If I have force, or any function f(z), I was told that I can assume it to be constant only in the interval dz.

However, in this case, I had to calculate the work done by the spring force as a function of y

img_20170218_162826_01-min-jpg.113388.jpg


Over here, I assumed the spring force, which is a function of its elongation x (F = -kx) to be constant in the interval dy and integrated and this gave me the correct answer

I want to know why the error vanished over here. Shouldn't spring force only be constant in the interval dx and not dy?

I also want to know, in general, if I have a function, how to decide whether it is constant in some particular interval/in which cases the error will vanish as I take the limit and integrate. Or are forces/functions constant for any infinitesimal intervals such as Rdθ, dy/cosθ, dz etc etc.?
It depends whether the derivative is bounded. If it is, we can approximate the function in the vicinity of a point using the Taylor expansion: f(x+dx)=f(x)+f'(x)dx+... So for small dx f(x+dx) is approximately f(x). But this will not work for x ln(x) in the vicinity of 0.
 
haruspex said:
It depends whether the derivative is bounded. If it is, we can approximate the function in the vicinity of a point using the Taylor expansion: f(x+dx)=f(x)+f'(x)dx+... So for small dx f(x+dx) is approximately f(x). But this will not work for x ln(x) in the vicinity of 0.

DATASET CONTENT |

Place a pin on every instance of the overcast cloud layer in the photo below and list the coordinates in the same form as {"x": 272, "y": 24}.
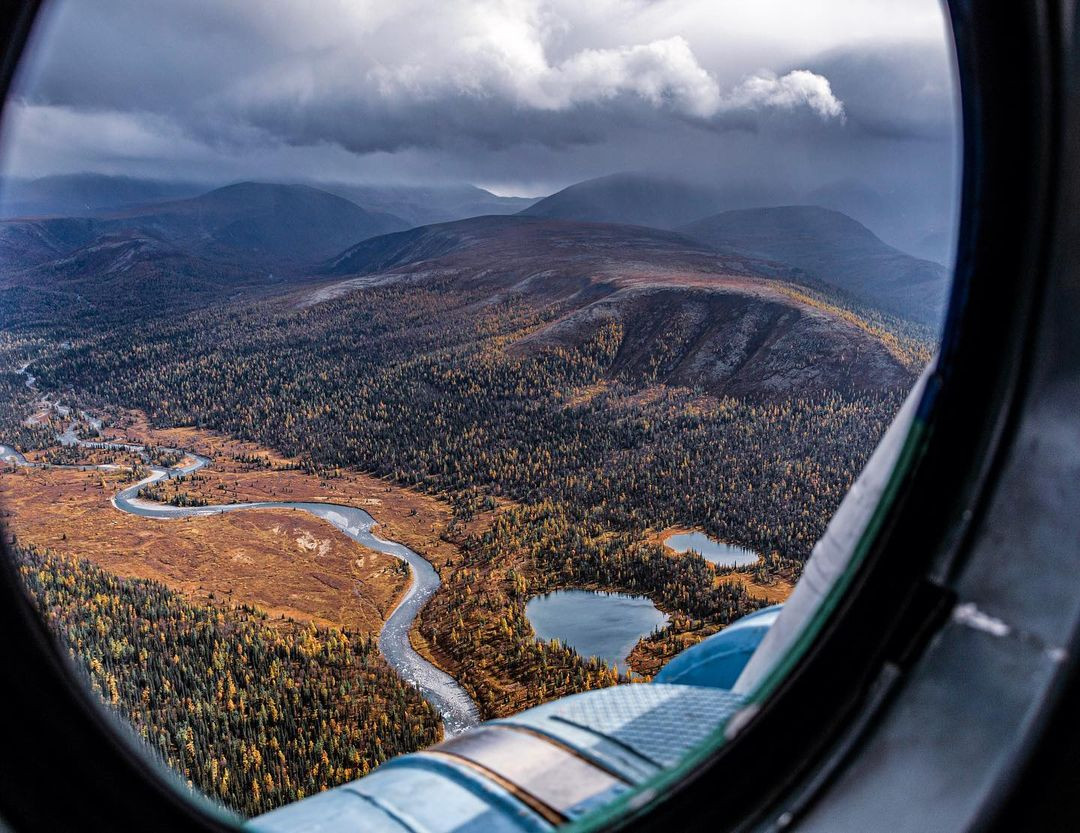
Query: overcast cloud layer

EXERCISE INSTRUCTIONS |
Extend the forum discussion about when a force can be treated as constant over an infinitesimal interval, picking up right after its final line.

ANSWER TO THE TASK |
I understand that I can assume f(x) to be constant in the interval [x, x+dx), but in my case, I have assumed it to be constant in an unrelated interval [y,y+dy) and still gotten the correct answer. I want to know why, and if I can, in general, assume any function to be constant in any infinitesimal interval such as Rdθ, dy/cosθ, dz etc
 
EddiePhys said:
I understand that I can assume f(x) to be constant in the interval [x, x+dx), but in my case, I have assumed it to be constant in an unrelated interval [y,y+dy) and still gotten the correct answer. I want to know why, and if I can, in general, assume any function to be constant in any infinitesimal interval such as Rdθ, dy/cosθ, dz etc
It is not unrelated. x and y are directly related, so you can recast f as a function of y.
 
haruspex said:
It is not unrelated. x and y are directly related, so you can recast f as a function of y.

I don't understand how being able to recast f as a function of y is relevant.
Also, can I, in general, assume a force or function to be constant in any infinitesimal interval such as Rdθ, dy/cosθ, dz etc
 
EddiePhys said:
I also want to know, in general, if I have a function, how to decide whether it is constant in some particular interval/in which cases the error will vanish as I take the limit and integrate.

The existence of a definite integral of a function does not require that the function be constant in any particular interval. The notion that a function ##f(x)## must be "constant" is small interval of length ##dx## in order for ##\int f(x) dx## to exist isn't a correct mathematical statement. The correct statement is that if ##f(x)## is continuous in the closed interval ##[a,b]## then ##\int_a^b f(x) dx## exists and can be computed, in the usual way, by using an antiderrivative. (See "The Fundamental Theorem of Calculus".)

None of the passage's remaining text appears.